> Problem details: Report every line of the data that includes "roll".

> Material provided:
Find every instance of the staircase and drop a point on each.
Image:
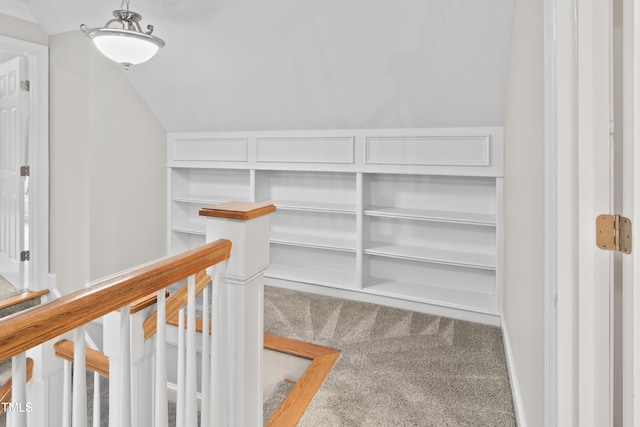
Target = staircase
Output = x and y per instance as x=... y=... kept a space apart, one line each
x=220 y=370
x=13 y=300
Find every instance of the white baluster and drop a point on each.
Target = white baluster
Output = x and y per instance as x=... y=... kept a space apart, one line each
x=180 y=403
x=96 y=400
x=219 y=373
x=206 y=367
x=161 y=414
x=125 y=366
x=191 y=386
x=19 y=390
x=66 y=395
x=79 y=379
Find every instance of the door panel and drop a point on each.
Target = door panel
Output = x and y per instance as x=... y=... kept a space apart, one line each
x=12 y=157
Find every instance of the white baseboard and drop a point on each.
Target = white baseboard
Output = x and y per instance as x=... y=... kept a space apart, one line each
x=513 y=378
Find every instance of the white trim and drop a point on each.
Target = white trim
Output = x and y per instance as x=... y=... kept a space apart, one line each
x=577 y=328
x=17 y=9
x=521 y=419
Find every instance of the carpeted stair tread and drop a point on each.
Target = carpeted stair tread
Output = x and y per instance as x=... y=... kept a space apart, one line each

---

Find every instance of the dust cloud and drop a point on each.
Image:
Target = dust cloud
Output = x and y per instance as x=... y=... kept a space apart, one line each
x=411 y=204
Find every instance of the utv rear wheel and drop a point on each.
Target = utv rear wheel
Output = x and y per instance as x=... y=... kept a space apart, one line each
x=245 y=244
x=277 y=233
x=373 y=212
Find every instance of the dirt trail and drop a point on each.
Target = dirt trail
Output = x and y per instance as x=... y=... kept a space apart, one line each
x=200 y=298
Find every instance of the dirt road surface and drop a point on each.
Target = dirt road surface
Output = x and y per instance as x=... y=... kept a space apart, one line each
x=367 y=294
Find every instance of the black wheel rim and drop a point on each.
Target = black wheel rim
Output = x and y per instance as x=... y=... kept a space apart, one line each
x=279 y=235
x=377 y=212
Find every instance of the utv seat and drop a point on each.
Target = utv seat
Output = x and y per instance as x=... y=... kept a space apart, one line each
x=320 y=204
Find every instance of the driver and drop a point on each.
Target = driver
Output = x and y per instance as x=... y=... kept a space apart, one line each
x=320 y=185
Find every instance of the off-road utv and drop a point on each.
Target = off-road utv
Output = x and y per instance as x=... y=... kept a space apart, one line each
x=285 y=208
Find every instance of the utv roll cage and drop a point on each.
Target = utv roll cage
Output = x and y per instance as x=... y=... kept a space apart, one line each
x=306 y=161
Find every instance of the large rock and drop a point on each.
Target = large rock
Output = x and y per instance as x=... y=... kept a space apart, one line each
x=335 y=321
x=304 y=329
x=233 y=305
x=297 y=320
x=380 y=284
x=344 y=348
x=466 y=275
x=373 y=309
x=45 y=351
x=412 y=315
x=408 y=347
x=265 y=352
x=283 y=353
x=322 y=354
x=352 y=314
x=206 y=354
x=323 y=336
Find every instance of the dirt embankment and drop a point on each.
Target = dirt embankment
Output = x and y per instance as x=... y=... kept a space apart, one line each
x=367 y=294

--

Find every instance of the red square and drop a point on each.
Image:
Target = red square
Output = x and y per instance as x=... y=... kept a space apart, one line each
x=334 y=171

> Task solution:
Find every instance of the utv roll cage and drop a point on each.
Target = utv roll cage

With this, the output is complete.